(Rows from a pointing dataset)
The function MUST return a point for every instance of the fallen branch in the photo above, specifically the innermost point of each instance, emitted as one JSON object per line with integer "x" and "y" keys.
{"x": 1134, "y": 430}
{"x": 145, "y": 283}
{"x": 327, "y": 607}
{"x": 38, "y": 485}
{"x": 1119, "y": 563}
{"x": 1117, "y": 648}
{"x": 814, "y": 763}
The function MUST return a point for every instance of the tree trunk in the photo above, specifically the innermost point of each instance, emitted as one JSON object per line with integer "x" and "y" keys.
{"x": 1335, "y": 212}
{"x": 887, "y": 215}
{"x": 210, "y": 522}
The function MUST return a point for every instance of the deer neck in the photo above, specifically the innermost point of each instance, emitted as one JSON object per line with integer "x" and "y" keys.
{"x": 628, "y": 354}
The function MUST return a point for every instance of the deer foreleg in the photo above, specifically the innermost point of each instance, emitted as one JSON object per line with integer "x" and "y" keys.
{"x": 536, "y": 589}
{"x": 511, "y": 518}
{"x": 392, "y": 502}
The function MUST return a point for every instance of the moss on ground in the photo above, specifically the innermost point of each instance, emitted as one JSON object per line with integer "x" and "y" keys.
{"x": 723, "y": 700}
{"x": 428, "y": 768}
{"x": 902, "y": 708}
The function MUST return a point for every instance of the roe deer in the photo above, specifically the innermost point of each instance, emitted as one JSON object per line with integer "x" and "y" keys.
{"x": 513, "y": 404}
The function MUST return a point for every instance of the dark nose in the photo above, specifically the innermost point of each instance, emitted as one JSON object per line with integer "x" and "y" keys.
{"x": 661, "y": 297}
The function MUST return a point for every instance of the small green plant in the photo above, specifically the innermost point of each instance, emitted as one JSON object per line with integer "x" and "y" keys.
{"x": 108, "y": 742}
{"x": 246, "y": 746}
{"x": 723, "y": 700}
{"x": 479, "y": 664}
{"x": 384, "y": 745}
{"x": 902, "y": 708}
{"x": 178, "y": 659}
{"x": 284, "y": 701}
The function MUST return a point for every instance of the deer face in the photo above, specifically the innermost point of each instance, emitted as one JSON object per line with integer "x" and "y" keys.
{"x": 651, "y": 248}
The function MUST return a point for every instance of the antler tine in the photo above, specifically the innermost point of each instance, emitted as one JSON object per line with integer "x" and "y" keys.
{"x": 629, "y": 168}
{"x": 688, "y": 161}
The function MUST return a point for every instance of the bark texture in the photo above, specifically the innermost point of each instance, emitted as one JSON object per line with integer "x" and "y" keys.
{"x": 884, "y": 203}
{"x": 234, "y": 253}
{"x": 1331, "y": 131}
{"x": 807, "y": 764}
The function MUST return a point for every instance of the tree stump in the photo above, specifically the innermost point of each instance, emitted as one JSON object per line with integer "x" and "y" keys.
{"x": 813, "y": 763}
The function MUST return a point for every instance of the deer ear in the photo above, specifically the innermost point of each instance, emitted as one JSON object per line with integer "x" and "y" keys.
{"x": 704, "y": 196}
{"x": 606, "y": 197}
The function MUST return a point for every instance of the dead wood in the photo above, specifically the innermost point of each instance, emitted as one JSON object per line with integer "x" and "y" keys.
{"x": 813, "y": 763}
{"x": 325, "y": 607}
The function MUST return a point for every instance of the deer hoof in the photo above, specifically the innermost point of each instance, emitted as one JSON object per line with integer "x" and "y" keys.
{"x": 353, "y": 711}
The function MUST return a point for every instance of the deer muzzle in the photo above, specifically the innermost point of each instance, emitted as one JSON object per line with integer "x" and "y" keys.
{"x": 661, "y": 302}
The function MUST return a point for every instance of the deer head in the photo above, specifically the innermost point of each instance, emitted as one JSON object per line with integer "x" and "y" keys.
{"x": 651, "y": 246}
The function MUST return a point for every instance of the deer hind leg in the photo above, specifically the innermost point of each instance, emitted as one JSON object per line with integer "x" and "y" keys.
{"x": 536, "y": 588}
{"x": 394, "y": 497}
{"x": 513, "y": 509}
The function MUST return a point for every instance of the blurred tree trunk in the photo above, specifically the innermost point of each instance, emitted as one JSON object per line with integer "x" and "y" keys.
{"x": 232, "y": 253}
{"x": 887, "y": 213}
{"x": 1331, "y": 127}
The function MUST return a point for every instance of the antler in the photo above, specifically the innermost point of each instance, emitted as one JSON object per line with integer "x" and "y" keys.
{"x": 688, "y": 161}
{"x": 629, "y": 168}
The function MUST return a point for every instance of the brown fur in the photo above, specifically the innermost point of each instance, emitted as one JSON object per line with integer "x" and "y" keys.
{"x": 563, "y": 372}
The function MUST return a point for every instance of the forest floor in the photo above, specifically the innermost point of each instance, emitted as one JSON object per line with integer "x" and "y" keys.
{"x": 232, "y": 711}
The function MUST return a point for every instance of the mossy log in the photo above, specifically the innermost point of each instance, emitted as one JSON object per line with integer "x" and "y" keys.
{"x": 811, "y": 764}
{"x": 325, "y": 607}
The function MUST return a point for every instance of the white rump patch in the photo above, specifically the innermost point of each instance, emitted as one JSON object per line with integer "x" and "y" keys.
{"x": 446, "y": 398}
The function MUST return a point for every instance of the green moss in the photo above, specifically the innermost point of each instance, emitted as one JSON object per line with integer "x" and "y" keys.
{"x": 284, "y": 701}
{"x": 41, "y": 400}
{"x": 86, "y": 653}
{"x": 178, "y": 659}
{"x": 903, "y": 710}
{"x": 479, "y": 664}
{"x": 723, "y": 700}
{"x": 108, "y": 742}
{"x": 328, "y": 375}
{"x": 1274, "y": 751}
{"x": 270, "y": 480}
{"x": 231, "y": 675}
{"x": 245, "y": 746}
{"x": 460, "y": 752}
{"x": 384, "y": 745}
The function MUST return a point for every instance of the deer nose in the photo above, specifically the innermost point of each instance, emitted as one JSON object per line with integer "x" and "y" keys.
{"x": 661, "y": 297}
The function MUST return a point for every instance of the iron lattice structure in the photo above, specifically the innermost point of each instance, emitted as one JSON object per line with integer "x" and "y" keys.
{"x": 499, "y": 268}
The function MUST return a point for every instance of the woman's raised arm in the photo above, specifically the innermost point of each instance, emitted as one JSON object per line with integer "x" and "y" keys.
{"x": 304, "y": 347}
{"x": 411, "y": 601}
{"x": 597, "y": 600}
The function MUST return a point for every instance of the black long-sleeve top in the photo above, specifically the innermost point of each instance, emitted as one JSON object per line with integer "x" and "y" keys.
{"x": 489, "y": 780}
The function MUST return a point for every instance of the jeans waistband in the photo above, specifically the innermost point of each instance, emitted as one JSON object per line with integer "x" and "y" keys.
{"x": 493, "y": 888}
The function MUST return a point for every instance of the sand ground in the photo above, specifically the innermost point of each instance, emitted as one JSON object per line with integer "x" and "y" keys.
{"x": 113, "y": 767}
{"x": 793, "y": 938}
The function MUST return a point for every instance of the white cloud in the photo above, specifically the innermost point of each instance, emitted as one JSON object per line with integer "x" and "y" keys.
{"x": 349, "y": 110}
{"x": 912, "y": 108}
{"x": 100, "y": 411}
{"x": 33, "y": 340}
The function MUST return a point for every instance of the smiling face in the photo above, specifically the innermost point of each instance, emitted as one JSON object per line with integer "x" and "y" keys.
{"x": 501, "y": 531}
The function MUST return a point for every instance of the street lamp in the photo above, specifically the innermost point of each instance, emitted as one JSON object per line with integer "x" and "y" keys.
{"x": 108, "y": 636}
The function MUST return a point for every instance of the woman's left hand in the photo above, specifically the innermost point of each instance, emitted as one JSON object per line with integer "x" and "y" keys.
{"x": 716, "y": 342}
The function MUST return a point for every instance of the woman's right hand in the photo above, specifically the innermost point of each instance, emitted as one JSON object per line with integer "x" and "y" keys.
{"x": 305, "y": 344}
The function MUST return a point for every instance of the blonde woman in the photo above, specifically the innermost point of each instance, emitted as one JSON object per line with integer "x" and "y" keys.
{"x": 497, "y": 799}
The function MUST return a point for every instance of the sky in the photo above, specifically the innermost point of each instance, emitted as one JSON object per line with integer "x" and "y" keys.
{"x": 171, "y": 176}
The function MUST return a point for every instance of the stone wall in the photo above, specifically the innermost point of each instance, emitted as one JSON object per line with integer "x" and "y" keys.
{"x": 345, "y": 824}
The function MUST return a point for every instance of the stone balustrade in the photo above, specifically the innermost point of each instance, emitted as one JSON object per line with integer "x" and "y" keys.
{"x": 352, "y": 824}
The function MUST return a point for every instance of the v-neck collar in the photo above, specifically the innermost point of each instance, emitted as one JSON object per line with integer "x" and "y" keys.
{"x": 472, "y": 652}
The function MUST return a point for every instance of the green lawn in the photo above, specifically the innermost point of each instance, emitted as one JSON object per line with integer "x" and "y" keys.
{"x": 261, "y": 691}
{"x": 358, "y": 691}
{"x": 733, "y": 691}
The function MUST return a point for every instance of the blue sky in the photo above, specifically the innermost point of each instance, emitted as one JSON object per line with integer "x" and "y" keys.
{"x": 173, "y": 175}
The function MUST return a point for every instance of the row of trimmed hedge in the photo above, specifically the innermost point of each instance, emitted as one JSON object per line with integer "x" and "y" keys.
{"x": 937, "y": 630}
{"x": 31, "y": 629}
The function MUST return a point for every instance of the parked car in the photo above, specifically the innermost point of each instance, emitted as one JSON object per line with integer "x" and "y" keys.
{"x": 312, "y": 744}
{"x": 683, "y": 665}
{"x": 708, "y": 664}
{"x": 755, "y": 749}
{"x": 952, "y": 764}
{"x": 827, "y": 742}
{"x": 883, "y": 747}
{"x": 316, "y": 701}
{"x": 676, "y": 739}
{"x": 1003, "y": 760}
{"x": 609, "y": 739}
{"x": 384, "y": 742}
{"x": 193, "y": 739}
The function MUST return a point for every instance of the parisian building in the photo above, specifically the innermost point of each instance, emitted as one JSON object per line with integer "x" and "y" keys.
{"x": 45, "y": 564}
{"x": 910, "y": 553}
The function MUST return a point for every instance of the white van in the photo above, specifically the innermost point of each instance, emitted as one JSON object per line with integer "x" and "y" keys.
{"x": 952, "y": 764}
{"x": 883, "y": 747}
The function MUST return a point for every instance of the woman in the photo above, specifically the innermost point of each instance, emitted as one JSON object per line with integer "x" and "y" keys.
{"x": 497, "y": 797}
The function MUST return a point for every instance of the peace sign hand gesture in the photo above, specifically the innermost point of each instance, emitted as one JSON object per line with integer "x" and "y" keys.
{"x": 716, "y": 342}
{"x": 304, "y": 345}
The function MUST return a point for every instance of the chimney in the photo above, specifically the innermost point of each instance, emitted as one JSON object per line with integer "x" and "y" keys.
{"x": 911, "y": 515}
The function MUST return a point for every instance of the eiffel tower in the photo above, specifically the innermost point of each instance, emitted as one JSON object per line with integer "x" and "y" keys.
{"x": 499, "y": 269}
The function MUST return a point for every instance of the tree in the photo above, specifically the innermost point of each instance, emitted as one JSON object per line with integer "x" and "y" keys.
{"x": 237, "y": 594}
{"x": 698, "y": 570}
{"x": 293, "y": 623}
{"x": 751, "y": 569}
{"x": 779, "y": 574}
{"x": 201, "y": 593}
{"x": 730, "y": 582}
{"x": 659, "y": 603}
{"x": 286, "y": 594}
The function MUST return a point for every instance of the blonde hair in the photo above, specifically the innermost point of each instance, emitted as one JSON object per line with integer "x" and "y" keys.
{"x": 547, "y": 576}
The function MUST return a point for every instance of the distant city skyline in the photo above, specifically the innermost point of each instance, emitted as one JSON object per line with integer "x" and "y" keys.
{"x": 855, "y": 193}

# [Objective]
Beginning with the line that contains "of the eiffel", repeat every line through the end of the records and nothing more.

# [Exercise solution]
The function MUST return a point for every instance of the eiffel tower in the photo above, specifically the innermost point of each instance, emitted as one JSON object per line with integer "x" and "y" keys.
{"x": 499, "y": 269}
The function MUST return a point for every instance of the tree in the photo above, specifically the innermost point of each instance, emitted as one JSON object per line with integer "x" and "y" keys.
{"x": 237, "y": 594}
{"x": 698, "y": 570}
{"x": 293, "y": 623}
{"x": 751, "y": 569}
{"x": 779, "y": 574}
{"x": 201, "y": 593}
{"x": 730, "y": 582}
{"x": 659, "y": 603}
{"x": 286, "y": 594}
The function MUST return a point for every instance of the blonde hair in the photo above, specifically the innermost point of each instance, emitted as one JSON object per line with integer "x" and "y" keys.
{"x": 547, "y": 576}
The function MUST return a point for every instance of the distant city skyline in the photo above, specifically the innermost point of each instance, emitted as one JSON object per line with integer "x" and "y" keys.
{"x": 855, "y": 193}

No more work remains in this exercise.